- SET EXERCISE: From the line that has "Task: locate the street" down to the final line of the listing below, transcribe every line exactly, and only those.

═══ DATASET

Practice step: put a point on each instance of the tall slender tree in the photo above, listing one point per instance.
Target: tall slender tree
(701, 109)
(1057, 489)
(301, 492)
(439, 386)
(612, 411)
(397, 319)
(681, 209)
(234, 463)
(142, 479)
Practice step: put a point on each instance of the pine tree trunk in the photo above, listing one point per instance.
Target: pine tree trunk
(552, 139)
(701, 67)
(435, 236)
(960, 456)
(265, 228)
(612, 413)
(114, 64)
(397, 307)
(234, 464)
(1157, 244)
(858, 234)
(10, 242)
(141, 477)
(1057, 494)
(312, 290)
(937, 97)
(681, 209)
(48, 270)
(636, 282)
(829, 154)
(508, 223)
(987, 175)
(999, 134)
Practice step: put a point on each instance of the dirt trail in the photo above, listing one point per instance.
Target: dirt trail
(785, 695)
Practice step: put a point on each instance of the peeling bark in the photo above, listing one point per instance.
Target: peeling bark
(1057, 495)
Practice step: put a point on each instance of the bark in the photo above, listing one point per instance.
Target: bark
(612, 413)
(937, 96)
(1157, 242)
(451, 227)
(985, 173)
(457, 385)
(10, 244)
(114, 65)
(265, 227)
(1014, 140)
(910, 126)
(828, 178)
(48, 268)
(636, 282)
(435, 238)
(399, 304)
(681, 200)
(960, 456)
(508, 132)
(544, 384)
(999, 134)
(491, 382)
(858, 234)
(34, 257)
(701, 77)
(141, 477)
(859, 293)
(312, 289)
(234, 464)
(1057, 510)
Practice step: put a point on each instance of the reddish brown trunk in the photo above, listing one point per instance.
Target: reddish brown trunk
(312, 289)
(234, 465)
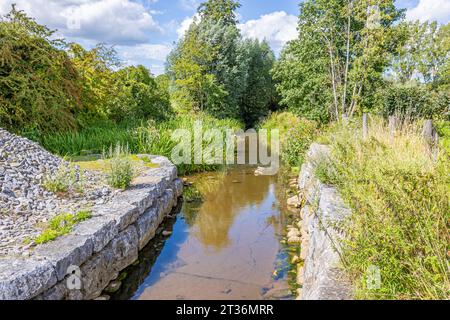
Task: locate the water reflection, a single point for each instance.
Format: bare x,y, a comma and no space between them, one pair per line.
226,196
224,247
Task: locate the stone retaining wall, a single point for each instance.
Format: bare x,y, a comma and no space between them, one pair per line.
99,248
321,276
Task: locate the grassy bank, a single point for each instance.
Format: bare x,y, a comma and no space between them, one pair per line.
142,137
399,194
296,134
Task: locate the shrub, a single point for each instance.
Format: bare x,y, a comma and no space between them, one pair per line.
412,102
296,135
120,167
399,198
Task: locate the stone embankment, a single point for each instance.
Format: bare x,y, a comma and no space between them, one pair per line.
321,276
82,263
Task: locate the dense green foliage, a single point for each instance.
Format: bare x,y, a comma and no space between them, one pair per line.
399,197
47,85
215,71
335,65
412,101
38,83
351,57
141,137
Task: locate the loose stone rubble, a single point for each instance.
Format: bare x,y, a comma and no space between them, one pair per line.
24,203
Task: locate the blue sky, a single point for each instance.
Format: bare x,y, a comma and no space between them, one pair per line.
144,31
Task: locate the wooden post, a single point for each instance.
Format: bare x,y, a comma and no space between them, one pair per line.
428,132
365,126
431,137
344,118
392,125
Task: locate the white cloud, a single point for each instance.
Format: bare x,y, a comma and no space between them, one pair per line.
438,10
190,4
184,25
277,28
142,52
153,56
111,21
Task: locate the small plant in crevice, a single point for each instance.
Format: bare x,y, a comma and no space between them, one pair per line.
67,178
120,167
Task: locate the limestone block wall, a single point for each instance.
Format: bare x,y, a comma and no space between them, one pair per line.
321,276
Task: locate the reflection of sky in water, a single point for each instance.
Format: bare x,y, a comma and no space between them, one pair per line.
168,257
233,230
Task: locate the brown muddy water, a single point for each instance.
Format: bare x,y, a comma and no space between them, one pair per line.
228,245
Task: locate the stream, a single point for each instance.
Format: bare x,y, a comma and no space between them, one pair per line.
224,241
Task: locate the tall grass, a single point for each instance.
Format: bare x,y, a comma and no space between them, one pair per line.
296,135
400,199
145,137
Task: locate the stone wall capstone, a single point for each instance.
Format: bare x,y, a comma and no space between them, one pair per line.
321,277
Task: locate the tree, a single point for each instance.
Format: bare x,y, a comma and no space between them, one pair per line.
194,88
137,96
424,54
219,11
259,90
95,76
38,84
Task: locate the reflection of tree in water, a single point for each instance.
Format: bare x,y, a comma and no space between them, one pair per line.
224,197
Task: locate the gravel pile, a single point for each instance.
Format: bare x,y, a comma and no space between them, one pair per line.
25,205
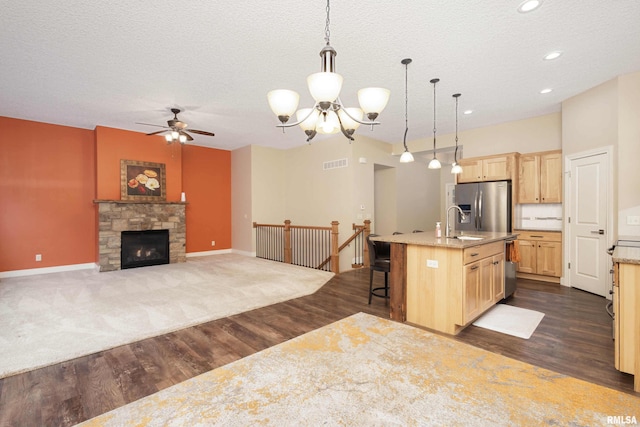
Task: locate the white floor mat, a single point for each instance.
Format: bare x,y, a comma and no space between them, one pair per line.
510,320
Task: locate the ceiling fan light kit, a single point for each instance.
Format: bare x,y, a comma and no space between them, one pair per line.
175,131
328,115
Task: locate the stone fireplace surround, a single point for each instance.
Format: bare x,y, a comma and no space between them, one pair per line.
115,216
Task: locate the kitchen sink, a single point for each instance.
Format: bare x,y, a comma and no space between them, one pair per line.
468,238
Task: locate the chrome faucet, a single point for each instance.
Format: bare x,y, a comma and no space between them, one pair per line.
447,231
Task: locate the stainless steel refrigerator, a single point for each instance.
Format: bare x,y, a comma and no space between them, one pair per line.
486,206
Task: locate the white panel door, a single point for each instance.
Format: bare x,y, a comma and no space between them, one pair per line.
590,262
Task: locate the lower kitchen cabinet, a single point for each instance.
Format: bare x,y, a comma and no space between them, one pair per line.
626,299
540,254
483,285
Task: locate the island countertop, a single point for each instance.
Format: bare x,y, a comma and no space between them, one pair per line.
428,238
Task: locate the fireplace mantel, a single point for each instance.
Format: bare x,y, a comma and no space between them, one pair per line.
116,216
123,202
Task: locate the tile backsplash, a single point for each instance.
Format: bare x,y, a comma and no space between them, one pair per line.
539,216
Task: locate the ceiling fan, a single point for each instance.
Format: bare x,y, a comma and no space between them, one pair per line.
176,129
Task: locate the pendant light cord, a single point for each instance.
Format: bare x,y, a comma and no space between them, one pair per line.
434,81
326,28
406,103
455,154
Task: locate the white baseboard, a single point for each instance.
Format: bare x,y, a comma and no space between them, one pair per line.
207,253
245,253
46,270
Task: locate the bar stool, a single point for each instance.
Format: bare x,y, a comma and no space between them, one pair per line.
379,260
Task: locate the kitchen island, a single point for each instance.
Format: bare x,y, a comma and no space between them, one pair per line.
444,284
626,300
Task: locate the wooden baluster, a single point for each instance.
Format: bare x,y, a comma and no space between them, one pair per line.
335,255
287,241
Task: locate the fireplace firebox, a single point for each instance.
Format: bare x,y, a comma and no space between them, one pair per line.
144,248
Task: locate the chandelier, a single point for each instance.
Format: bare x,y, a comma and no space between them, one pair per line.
328,115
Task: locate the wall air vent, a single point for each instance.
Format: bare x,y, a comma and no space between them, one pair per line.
334,164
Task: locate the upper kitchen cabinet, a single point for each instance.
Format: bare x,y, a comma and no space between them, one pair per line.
540,177
489,168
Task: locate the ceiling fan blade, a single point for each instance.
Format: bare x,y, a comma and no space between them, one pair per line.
189,137
149,124
202,132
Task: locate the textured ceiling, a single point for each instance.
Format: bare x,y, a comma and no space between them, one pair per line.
115,63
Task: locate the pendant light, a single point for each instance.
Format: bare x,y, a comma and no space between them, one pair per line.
455,167
434,163
328,114
406,157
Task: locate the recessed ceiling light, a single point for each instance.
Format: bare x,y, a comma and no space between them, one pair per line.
553,55
529,6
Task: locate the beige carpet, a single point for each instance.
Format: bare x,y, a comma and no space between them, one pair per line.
55,317
368,371
510,320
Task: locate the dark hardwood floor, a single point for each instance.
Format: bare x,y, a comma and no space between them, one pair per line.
574,338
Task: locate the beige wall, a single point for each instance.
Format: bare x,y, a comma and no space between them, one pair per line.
590,119
241,195
540,133
628,176
609,115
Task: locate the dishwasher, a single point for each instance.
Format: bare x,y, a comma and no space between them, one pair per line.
510,265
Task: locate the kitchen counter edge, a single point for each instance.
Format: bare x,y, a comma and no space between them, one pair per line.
429,239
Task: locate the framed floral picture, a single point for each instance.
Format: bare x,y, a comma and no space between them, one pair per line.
145,181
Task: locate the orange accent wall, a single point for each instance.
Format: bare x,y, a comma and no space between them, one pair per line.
112,145
206,177
47,184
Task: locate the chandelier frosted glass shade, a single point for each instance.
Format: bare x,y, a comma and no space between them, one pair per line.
324,86
283,102
373,100
331,115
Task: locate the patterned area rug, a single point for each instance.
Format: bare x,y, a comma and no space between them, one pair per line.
364,370
510,320
51,318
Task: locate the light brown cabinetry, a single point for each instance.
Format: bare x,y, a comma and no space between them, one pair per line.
540,177
540,254
447,287
626,299
483,285
490,168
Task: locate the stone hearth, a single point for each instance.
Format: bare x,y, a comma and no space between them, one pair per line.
115,216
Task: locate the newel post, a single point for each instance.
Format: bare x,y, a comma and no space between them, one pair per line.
365,251
335,255
287,241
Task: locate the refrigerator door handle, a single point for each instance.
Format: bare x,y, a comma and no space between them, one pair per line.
480,210
475,210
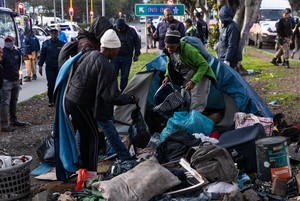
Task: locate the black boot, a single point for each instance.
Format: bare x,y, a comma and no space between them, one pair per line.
274,61
279,60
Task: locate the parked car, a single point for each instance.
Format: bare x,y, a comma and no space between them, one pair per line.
138,31
263,30
70,29
41,34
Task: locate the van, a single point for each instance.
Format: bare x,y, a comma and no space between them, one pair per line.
263,30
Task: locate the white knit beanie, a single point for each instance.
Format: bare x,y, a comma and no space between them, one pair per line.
110,39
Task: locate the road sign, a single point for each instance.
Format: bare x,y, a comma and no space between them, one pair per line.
158,9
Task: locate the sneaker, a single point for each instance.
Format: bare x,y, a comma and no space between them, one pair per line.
18,123
34,77
8,129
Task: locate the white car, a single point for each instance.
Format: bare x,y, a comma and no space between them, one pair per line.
40,34
70,29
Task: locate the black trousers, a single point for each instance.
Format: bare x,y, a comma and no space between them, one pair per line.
90,136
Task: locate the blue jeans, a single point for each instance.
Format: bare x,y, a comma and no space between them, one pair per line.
51,75
113,138
122,63
10,95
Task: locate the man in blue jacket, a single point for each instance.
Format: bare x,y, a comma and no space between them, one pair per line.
30,52
11,85
229,50
49,54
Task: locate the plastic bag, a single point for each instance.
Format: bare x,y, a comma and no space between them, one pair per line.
83,174
193,122
47,150
139,134
162,92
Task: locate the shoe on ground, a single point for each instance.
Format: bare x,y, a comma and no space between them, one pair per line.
18,123
27,79
8,129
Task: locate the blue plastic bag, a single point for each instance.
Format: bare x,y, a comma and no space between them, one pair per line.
193,122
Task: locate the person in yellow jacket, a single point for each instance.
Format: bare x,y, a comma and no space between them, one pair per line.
186,66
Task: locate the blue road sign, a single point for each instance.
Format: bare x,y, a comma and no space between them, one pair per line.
158,9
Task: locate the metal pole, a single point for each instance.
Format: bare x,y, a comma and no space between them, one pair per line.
62,10
54,11
92,10
71,6
103,8
87,11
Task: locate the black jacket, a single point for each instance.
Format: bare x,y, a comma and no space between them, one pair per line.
94,85
229,41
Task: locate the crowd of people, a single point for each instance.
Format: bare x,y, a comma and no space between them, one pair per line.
109,49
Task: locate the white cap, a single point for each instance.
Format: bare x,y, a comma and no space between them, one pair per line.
110,39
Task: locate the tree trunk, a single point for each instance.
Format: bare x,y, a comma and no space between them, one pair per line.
247,16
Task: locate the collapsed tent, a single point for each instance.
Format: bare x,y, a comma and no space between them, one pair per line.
232,93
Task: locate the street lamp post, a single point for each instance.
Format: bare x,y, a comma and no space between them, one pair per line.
92,11
54,11
87,10
103,8
71,11
62,9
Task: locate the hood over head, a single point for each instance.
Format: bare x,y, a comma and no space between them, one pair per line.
226,14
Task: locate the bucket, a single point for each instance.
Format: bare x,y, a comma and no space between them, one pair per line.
272,159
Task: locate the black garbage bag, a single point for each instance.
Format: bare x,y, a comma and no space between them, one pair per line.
46,151
139,134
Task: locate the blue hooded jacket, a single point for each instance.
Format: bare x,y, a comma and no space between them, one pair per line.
229,41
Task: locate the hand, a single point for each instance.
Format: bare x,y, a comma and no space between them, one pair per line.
41,70
165,81
135,58
190,85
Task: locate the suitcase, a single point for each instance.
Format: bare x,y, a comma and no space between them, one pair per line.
240,143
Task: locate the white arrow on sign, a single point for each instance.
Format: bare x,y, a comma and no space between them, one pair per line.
141,9
175,10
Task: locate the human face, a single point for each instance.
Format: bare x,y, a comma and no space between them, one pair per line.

══════

- FULL RESPONSE:
Task: locate the street lamp post, a single point for each instance.
Format: bare x,y, a comma and no space between them, one pair per line.
92,11
54,11
87,10
103,8
71,11
62,9
Task: locate the hood over head, a single point for each instance.
Format: bare x,y, a comma and no space between them, one pair per line.
226,14
Task: locate the bucket, a single point for each instance.
Format: bare x,y, a comma and no space between them, one pair per line.
272,159
Task: locate the black garbage bag, a single point for each instance.
Format: bare x,y, a comma and no space between them, one pair per line.
46,151
139,134
Task: locate the blue hooded jacket, a single point for each instance.
Format: bare x,y, a comma and no space between them, one pair per line.
229,41
Task: locate the hand, a single point for each instance.
Format: bare x,y, a comma and no space between them, one pair per line.
41,70
165,81
135,58
190,85
Task: locate the suitcase, a single point for each instance.
Format: bare x,y, a comma and no space between them, one pair per line.
240,143
Task: locate the white arrow on sign, a single point for each instance.
Format: bare x,y, a comma and no space between them, one pair per line.
141,9
175,10
Task: locate the human face, a single point for each instance.
Format: bare x,y, a comma and no space between them, one pair per line.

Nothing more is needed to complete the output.